■ WHAT IS EXPECTED:
Convert the entries, starting at the line containing "drop a point: the lower floating shelf" and ending at the last entry, into a two-column CSV with the headers instruction and points. Each entry gets one row, with its text and its answer each in a single quoted field and line breaks replaced by spaces.

■ RECORDS FOR THIS TASK:
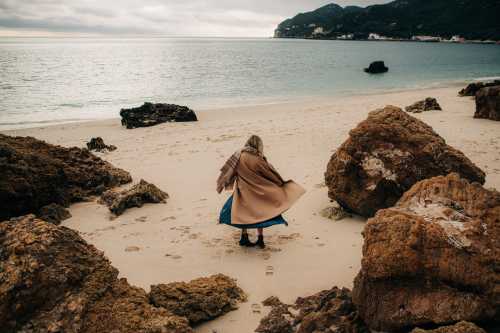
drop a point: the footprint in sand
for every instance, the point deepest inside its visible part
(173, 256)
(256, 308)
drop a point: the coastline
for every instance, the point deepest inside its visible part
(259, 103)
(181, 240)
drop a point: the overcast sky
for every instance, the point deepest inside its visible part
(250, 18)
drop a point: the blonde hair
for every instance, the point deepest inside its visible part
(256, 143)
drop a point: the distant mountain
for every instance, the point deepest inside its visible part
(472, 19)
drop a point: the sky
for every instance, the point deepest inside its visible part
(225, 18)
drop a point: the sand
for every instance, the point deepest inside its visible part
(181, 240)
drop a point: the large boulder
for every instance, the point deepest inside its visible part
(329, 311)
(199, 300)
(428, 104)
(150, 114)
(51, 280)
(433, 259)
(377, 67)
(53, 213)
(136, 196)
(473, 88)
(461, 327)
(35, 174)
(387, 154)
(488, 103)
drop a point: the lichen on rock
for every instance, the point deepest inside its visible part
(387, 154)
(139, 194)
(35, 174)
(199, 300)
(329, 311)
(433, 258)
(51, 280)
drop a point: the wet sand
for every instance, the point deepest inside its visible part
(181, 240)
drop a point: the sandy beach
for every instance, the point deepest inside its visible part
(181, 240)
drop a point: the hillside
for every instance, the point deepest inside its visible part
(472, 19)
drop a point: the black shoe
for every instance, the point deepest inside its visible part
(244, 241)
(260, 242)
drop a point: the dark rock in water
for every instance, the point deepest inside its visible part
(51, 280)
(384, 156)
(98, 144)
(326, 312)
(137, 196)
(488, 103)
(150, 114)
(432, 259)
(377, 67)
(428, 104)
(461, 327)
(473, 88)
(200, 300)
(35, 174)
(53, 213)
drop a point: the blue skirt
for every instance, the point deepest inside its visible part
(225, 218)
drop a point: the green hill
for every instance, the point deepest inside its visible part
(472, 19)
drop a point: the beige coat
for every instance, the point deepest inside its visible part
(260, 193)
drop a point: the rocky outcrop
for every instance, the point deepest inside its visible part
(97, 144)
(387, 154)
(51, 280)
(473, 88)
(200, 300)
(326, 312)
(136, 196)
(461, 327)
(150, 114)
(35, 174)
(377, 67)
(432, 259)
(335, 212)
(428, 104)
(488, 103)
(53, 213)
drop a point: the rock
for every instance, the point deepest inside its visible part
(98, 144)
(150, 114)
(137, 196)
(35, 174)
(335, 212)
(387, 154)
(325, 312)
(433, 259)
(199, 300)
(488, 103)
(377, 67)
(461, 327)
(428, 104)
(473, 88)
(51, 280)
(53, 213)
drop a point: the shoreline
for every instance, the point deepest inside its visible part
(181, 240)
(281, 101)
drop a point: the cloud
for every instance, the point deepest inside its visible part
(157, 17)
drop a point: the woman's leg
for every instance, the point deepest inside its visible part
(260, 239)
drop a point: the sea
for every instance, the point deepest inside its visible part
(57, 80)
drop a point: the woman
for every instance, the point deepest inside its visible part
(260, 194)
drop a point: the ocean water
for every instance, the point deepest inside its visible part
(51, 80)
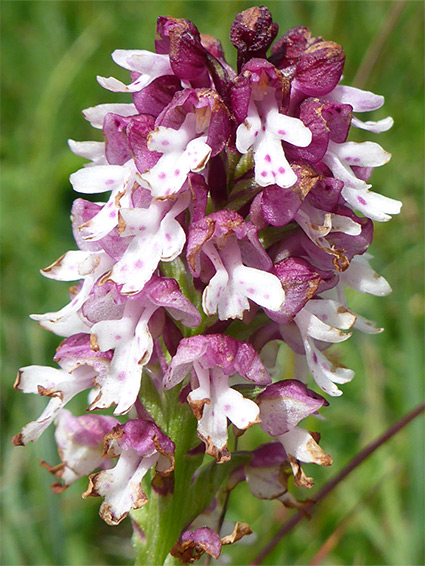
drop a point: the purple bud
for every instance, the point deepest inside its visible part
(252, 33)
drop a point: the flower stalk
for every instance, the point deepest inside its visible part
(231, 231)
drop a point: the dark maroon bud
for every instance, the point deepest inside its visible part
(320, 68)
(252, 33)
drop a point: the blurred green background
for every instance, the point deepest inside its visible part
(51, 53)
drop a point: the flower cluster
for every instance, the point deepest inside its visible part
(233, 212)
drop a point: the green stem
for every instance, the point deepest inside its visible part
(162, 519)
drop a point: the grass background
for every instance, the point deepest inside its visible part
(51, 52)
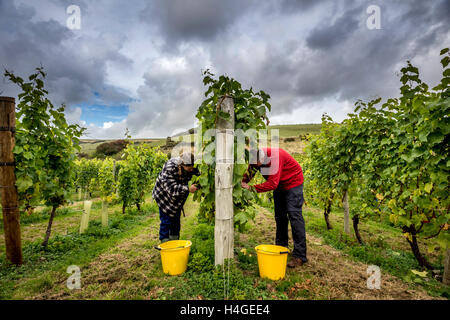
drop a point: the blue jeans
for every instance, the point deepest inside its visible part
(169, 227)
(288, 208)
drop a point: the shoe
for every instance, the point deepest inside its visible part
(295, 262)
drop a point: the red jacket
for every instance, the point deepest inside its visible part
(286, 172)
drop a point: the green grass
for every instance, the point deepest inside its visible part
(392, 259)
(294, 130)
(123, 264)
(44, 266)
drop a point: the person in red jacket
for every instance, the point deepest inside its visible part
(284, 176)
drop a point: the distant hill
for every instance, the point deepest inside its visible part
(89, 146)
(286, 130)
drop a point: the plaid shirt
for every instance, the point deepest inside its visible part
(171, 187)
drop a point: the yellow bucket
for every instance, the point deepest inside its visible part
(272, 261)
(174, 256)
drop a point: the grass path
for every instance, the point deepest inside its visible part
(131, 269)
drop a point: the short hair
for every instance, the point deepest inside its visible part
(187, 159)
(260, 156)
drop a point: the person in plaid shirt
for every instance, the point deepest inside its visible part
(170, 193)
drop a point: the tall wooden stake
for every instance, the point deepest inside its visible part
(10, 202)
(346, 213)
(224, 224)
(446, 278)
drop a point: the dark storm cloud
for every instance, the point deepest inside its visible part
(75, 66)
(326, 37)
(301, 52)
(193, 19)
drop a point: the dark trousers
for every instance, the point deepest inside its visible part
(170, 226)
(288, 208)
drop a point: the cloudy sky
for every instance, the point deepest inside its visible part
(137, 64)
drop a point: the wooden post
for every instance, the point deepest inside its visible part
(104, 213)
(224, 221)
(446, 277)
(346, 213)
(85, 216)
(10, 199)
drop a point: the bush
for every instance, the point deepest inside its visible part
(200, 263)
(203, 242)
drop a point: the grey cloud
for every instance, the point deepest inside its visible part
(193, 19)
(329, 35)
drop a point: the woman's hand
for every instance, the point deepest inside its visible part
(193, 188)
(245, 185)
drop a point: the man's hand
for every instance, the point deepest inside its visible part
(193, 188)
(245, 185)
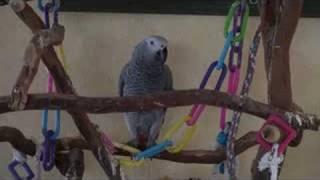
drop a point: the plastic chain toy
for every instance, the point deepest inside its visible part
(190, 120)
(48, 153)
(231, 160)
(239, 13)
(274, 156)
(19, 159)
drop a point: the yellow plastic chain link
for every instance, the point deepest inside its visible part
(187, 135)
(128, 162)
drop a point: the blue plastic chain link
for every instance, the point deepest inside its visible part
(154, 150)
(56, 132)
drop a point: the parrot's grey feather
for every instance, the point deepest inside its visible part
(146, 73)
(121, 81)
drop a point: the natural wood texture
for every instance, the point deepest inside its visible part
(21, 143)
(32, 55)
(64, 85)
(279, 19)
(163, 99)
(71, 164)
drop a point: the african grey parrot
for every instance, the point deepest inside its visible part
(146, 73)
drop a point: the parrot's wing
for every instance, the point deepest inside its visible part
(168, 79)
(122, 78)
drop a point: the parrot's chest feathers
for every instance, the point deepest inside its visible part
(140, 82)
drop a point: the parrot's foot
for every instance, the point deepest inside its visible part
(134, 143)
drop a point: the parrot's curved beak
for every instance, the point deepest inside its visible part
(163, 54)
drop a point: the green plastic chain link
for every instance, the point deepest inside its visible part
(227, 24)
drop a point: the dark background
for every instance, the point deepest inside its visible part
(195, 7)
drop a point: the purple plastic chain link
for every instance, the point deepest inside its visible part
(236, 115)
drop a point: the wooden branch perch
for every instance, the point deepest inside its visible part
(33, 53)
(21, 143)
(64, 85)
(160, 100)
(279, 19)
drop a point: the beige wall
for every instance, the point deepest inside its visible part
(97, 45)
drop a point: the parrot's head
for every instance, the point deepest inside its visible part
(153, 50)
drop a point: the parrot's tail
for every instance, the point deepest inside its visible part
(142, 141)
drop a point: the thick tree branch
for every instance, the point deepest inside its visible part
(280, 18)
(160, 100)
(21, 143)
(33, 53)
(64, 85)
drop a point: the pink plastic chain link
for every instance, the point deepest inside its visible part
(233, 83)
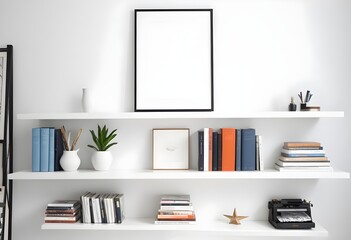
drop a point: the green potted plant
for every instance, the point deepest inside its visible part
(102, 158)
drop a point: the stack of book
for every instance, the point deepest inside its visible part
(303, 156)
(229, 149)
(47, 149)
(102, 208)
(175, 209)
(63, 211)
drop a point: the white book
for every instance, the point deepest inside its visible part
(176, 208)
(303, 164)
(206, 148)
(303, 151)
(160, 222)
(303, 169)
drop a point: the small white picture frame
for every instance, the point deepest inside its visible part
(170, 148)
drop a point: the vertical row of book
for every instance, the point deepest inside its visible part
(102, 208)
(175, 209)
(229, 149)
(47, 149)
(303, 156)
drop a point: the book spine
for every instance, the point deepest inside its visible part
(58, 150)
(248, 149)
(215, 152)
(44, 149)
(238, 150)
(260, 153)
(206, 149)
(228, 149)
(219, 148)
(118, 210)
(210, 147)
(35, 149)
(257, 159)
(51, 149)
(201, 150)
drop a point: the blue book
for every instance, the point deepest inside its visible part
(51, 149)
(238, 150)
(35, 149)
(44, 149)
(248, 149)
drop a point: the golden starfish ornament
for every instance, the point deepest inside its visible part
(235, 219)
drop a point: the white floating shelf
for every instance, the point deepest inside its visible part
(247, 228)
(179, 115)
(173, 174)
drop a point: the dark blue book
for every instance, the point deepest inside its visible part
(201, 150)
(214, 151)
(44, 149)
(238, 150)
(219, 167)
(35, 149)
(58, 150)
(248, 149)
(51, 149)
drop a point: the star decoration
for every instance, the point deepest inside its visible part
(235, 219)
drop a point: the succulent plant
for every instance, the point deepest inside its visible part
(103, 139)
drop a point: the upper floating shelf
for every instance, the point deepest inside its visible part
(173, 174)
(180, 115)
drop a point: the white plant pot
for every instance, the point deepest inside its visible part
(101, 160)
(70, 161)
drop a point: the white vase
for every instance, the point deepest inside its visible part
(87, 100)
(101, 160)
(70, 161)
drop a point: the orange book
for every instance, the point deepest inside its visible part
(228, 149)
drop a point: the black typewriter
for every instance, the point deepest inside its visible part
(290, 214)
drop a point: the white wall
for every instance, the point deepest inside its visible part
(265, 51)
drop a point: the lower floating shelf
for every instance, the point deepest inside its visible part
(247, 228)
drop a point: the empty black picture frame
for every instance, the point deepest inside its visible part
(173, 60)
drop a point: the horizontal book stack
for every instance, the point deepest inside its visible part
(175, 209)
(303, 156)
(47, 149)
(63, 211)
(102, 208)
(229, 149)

■ RESULT OF THE TASK:
instruction,points
"drop a point: the lower floating shelf for every instance, the point deepest inside its visible part","(247, 228)"
"drop a point: the empty black picture frame for every instance, the point deepest inside its visible part","(173, 60)"
"drop a point: the horizontal book stack for every instance, the point deepest inside its visible part","(175, 209) (303, 156) (47, 149) (63, 211) (102, 208) (229, 149)"